SOURCE EXCERPT →
------------------------------------------------------------

To dial back a little, this is only part one of Bakemonogatari. Unlike the japanese original, which was split into two volumes, the english release is a three-parter. As a result, this one here only includes the stories "Hitagi Crab" and "Mayoi Snail", but not "Suruga Monkey" like in Japan. To cross-reference the highly popular anime adaptation from 2009-10, this release covers episodes 1 through 5 only. I'll also have to say that, if you've already watched that particular anime adaptation, you can mostly skip reading this book, because unlike with Kizumonogatari (which got a dreadful 3-part movie adaptation), most scenes are copied pretty accurately, despite some liberties the animation studio took with scenery and keeping it visually busy.

However, taken on its own, I enjoyed this first volume. It was a good way to refresh my memory of the series which I watched many years ago, and some things are a little less mindboggling than in the anime, due to giving the reader more introspective sections and time to piece things together without the dramatic visualizations, flashing screens and rapid-fire of dialogue lines. Watching the anime in japanese with english subtitles is certainly entertaining, but can get quite overwhelming with how much information it conveys. The book is easier to digest in that regard.
It also helps that the translator tried to localize some wordplay and references to the point where they'd be understandable to an english-speaking audience - there are still a few japanese language-related subjects in here, like the way you could interpret and read certain character combinations and how the meaning of a name can change drastically depending on perspective and circumstance, but I felt it was well-handled here. So kudos to the translating and editing staff at Vertical for the solid job here, as with Kizumonogatari, which frankly wasn't nearly as tough in this way.

Looking at the stories, "Hitagi Crab" explores the traumatic life of Senjougahara Hitagi, who had her "weight" stolen by a Crab a few years earlier and lives an isolated life trying to hide the fact. Araragi happens to find out and offers his help in solving the oddity. Senjougahara is a difficult, sharp-tongued person with more thorns than petals, and her relationship with Araragi borders almost on abusive.
In "Mayoi Snail", Araragi comes across a lost grade schooler on Mother's Day, while he is reluctant to return home himself, and together with Senjougahara they attempt to take the kid to its destination. The child, Hachikuji Mayoi, is funny to read about and offers a neat counterbalance to Hitagi's sharpness.
Both stories are rooted in family-related drama for all involved, straddling the line between comedy and touchy subjects.

Either way, if you expect action, you'll be disappointed. Sorely so. Unlike with Kizumonogatari, where the protagonist Araragi had to fend off three vampire hunters and the vampire Kiss-shot Accerola-Orion Heart-under-Blade, this is a more passive pair of stories that relies much more on dialogue and simple character interaction. In fact, large sections of "Mayoi Snail" take place sitting on a park bench, or walking around looking for a certain address, before returning to the park bench.

The focus is squarely on the dialogue, the banter, the wordplay and tension between the characters. Environments and outside descriptions are mostly absent, unless they directly concern the characters in some way. You'll be unlikely to get lost in the setting, like you could with many western fantasy authors. Instead the author aims to get you into the characters' heads, and develop an understanding of their circumstances. A lot of the dialogue and Araragi's inner monologues aim to elaborate on those points specifically, putting them into various different contexts and deliberating back and forth. And as convoluted as the chatter can be here, the prose itself, the style of the narrative, is very straightforward and often simplistic.

------------------------------------------------------------

EXTRACTED ENTRIES →
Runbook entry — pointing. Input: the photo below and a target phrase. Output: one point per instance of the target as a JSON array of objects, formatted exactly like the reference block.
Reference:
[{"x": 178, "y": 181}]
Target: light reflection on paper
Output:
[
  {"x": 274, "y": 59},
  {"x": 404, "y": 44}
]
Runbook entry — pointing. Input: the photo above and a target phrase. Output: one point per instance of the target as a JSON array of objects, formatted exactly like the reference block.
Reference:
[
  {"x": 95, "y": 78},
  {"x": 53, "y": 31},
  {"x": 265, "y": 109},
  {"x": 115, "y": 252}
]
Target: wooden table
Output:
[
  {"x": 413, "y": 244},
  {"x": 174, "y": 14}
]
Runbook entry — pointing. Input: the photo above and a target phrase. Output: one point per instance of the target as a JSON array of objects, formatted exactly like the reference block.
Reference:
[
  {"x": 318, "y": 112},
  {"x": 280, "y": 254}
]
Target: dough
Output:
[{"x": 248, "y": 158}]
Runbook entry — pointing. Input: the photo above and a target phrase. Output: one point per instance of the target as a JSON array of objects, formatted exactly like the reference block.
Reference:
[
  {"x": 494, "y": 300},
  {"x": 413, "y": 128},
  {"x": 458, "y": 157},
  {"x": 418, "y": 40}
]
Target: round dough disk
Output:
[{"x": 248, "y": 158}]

------------------------------------------------------------

WORK TO COMPLETE →
[A] According to the Bakemonogatari review, which episodes of the 2009-10 anime adaptation does this English release cover?
[B] Pick up the Bakemonogatari review after its final sentence and keep writing it.
The listing has no connection to the Bakemonogatari review.

SET OF ANSWERS →
[A] Episodes 1 through 5.

[B]
To me, this is an interesting thing to read about, but it is also plain to see that it will not be enough for a lot of readers. If you don't enjoy the characters for what they are and represent, your enjoyment will suffer greatly.

And let me get one more thing out of the way: This isn't a book for children. The cover may be inviting and anime/manga still have a reputation of being "for kids" in the West, but this is anything but a kids' story. Bakemonogatari deals with the characters' traumatic experiences and their reactions to them, and while there's always a sense of comedy and tongue-in-cheek writing here, some subjects can be pretty sobering when they surface.
Beyond that, there is also a degree of sexual topics in here; while Senjougahara's story deals with those in a rather frank manner, it may seem too much to some readers, and downright offensive to others. It makes certain cultural differences between the West and Japan stand out quite strongly. Even accounting for that, I feel that NisiOisiN elaborates a little too much on these touchy subjects here, though they still serve to underline the characters here and there.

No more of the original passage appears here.